Records contained in a dataset
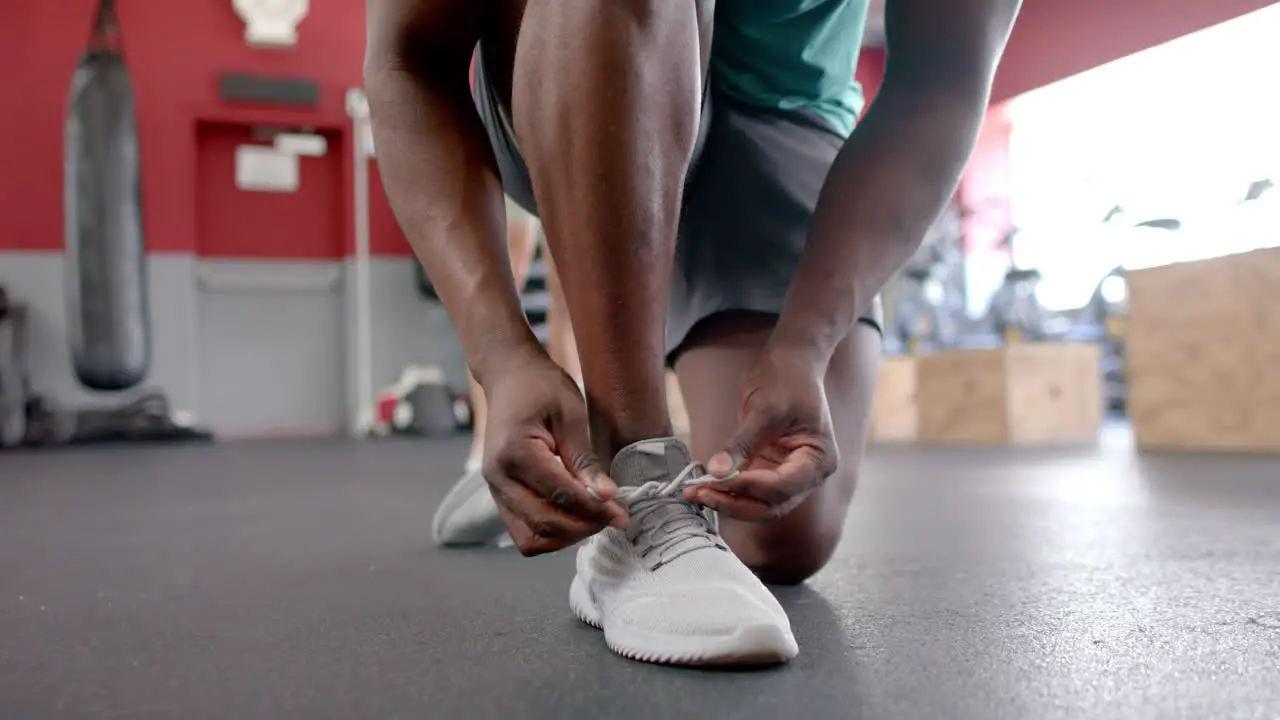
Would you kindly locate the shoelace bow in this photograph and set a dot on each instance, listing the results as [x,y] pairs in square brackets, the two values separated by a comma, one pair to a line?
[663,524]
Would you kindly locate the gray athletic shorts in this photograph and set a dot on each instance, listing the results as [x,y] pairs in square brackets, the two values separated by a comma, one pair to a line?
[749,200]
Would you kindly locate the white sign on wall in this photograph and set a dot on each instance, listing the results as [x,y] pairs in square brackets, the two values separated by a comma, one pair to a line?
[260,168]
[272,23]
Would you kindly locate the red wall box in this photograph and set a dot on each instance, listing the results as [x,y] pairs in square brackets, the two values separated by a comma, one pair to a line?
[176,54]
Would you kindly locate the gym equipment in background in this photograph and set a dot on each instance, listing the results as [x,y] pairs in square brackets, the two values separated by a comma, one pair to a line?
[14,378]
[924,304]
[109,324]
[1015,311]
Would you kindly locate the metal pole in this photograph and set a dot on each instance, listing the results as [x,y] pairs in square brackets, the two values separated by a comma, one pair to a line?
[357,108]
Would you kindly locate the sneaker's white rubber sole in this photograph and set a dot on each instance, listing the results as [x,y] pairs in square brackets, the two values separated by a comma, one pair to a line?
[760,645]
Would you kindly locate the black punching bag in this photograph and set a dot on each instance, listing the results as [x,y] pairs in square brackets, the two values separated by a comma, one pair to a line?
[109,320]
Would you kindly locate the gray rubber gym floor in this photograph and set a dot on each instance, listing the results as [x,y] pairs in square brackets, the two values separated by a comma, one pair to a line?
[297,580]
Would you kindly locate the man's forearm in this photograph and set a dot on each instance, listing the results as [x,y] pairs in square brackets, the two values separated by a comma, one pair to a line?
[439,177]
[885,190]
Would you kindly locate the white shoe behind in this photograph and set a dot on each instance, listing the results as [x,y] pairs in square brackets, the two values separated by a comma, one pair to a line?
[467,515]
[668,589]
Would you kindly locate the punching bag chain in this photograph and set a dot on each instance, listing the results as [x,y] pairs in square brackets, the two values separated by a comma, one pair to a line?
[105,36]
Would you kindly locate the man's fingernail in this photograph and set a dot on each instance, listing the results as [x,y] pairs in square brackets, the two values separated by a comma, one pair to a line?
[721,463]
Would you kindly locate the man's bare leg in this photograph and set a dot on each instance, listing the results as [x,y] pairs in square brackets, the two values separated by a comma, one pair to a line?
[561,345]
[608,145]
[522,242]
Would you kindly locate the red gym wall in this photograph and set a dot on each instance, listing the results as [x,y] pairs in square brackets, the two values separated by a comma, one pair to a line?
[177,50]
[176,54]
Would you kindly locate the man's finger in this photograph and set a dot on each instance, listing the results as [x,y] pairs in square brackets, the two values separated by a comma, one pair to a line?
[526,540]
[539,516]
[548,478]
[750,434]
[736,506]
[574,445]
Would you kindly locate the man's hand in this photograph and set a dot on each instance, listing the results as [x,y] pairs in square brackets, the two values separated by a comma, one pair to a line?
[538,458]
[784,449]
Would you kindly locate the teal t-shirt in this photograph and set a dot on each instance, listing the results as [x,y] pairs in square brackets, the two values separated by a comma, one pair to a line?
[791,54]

- **What to produce**
Reproduce the material word for word. Any pictures should be left out of the copy.

- **Output for this exercise**
Would you kindly locate the shoelace bow in this photograph and set a dot on each instance, listing the results as [x,y] pairs in square brackets, the two values separated by a comma, one pair to a line?
[663,524]
Would you kindly locate the gray athletic shorts in this photograph and set a dot on each instance, listing the results as [x,y] pairs in square brackets, the two values separated by a comma, one pair to a line?
[749,200]
Would you kindly locate the white sign on wall in this photograph and set a dot on each instance, listing the results as [x,y] pairs in square brackets, the two values separated by a comma, one pair to a line?
[260,168]
[272,23]
Would you kindly locate the red wall box in this photograph and set a dot on each instance, listing the results as [x,y] pairs in square brackets, the two values separated by a comma, one pair to a line?
[176,54]
Would you kindly locate the gym equipment in background in this photograph and set a dot on each instance, listing the results as [x,y] pairs in square brackets, the two values separated by a comma, one pair to a line?
[14,378]
[924,304]
[109,324]
[1015,311]
Would you kindly locate the metal pole in this photograph and set a dot on each instance, listing the results as [x,y] pairs in square brackets, the two values separated by a comma, one pair to a line?
[357,108]
Would you kindly locate the sneaker's white rubber sole in this photograph and set a dot on each instance, listing the results as [x,y] pairs in square brackets, the two values separated by a comma, one pair to a line?
[760,645]
Would you kindly locate the black punching bag in this photograph and set a dot on each instance, listing the results as [x,y] pairs in square brackets, the two values separated by a comma, one pair to a line?
[109,320]
Would you kindly locate the gray rubber gym floor in this photograph and set a dot on each instance, listing the results as [x,y] pairs in square brackets, the two values separated by a comma, one pair to a line?
[297,580]
Would you kindly locate the man's forearm in this photograph and set a dot on each instance, listing the results as [x,y] pairs in square brackets, the two values separated by a comma, one pair to a line?
[439,177]
[885,190]
Would you kindly locate the white shoe behind in this photograph and set a dot on each instance, listing the results as [x,y] pairs in square brackets, the two values separated by a comma, one pair to a line?
[467,515]
[668,589]
Would you kindly locate the punching bag chain in this photograph and set a dot on each instance, listing the results as [x,y] pairs in square brackets, the two values separated by a comma, one pair to a line?
[105,36]
Would you kindly locate the man's fingernail in this photograph and set a dot on each instance, listing the results as [x,y] pairs in square brackets, the two values separated by a comma, one pair to a line?
[721,463]
Would you kindly locate the man's bare leg in this photograph and set a dot on each instance, listing the results as [x,y] pairs in square brackets, the two values separated by a comma, one pair to a line?
[561,345]
[608,145]
[522,242]
Would you kindly locate the red gym wall in this photograph and set a dot on each instance, listing the results as [x,y] pairs in square brackets, the two values separated by a comma, one pair to a line?
[177,50]
[176,54]
Would you kindly locate the man's finger in this photograph and set a dot on each instance, listing the results as [x,y] pairs in square brackets, the two values separated by a comma, one pair to a line?
[526,540]
[539,516]
[548,478]
[750,434]
[736,506]
[574,445]
Would you kindly locate the man's hand in this photograph and set a dot on each instance, listing the results as [x,y] pairs in square brackets, the two values separated by a comma, one pair to a line?
[538,458]
[784,449]
Would you kindly locate the teal t-shirt in this photograph and set a dot on each instance, listing the results as [x,y] pairs in square brackets, the two values separated by a comma, one pair to a line?
[791,54]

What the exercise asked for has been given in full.